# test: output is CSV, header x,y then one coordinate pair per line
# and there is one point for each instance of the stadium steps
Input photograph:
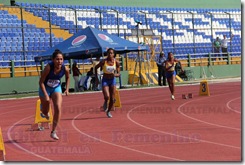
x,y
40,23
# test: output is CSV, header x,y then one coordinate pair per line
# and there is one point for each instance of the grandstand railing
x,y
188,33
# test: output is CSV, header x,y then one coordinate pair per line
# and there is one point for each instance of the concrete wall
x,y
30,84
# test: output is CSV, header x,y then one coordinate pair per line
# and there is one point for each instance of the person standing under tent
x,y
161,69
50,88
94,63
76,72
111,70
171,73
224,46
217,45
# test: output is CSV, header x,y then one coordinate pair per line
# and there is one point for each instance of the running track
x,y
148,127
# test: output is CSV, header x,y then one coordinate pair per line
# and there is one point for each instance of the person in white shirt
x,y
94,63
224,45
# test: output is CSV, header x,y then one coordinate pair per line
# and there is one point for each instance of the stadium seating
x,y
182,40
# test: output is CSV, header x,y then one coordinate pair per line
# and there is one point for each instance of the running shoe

________________________________________

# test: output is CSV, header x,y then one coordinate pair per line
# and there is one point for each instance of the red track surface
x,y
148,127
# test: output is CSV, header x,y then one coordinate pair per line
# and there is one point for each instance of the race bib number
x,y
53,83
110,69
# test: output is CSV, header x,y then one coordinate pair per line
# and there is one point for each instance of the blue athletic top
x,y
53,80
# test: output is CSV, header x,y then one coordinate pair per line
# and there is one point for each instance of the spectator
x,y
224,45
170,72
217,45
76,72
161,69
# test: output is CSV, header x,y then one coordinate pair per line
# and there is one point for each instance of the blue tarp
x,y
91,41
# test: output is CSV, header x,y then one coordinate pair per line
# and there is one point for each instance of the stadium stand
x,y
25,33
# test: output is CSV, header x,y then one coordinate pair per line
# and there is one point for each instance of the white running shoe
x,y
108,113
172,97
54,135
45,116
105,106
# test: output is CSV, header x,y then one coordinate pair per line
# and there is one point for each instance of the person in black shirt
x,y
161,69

________________________________________

Task to carry out >>
Pick out each line in the rows above that contains the string "white", and copy those lines.

Answer to this problem >>
# and there is one point for each instance of the person in white shirt
# and there is one point for each instance of the white running shoe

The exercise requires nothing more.